**Work required**
Can you reproduce each of the records below word for word, keeping every line as it appears?

**Entries supplied**
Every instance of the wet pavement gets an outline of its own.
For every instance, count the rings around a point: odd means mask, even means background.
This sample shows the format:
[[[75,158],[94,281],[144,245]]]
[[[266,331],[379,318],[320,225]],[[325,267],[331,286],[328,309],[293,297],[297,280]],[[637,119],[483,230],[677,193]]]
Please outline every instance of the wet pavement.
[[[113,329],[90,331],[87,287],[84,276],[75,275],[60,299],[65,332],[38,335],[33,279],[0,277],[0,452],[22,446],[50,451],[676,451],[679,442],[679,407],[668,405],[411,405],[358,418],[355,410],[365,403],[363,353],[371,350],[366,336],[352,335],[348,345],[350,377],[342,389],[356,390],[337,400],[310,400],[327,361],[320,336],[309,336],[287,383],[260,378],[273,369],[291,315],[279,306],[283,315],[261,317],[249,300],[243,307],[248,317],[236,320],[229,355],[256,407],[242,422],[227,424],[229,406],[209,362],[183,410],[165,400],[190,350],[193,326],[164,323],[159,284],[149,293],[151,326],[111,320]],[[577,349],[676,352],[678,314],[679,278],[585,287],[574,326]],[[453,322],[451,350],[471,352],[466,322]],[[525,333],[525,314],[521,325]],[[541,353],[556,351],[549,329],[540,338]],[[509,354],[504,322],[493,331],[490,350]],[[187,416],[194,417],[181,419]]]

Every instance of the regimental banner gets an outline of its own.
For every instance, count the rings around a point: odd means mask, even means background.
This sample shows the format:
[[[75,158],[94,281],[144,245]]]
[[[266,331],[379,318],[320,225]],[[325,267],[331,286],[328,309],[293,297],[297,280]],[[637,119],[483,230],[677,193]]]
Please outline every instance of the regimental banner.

**Finished answer**
Every instance of the wet pavement gets an outline of its own.
For every instance, count the rings around a point: odd means mask, even means background.
This sample shows the format:
[[[75,158],[94,281],[144,245]]]
[[[266,331],[379,318],[320,225]],[[325,267],[331,286],[328,309],[293,297],[297,280]],[[637,119],[483,230],[677,193]]]
Please outline every instance of the wet pavement.
[[[113,329],[90,331],[87,287],[84,276],[75,275],[60,299],[65,332],[38,335],[33,279],[0,277],[0,452],[22,446],[50,451],[676,451],[679,442],[679,407],[668,405],[411,405],[358,418],[355,410],[365,403],[363,353],[371,350],[366,336],[352,335],[348,345],[350,377],[342,389],[356,390],[337,400],[310,400],[327,361],[320,336],[309,336],[287,383],[260,378],[273,369],[291,315],[279,306],[283,315],[261,317],[249,300],[243,307],[248,317],[236,320],[229,355],[256,407],[242,422],[227,424],[229,406],[209,362],[183,410],[165,400],[190,350],[193,326],[164,323],[159,284],[149,293],[151,326],[111,320]],[[577,349],[676,352],[678,314],[679,278],[585,287],[574,326]],[[453,322],[451,350],[471,352],[466,322]],[[525,333],[525,314],[521,325]],[[541,353],[556,351],[549,329],[540,338]],[[509,354],[504,322],[493,331],[490,350]],[[187,416],[194,417],[181,419]]]

Every instance of the regimental banner gets an outline of its own.
For every instance, count the rings around a point: odd means mask, even means background.
This sample shows the format:
[[[75,158],[94,281],[144,245]]]
[[[266,331],[379,318],[320,225]],[[325,267],[331,286],[328,309],[293,297],[297,280]],[[637,119],[483,230],[677,193]]]
Please outline every instance of the regimental banner.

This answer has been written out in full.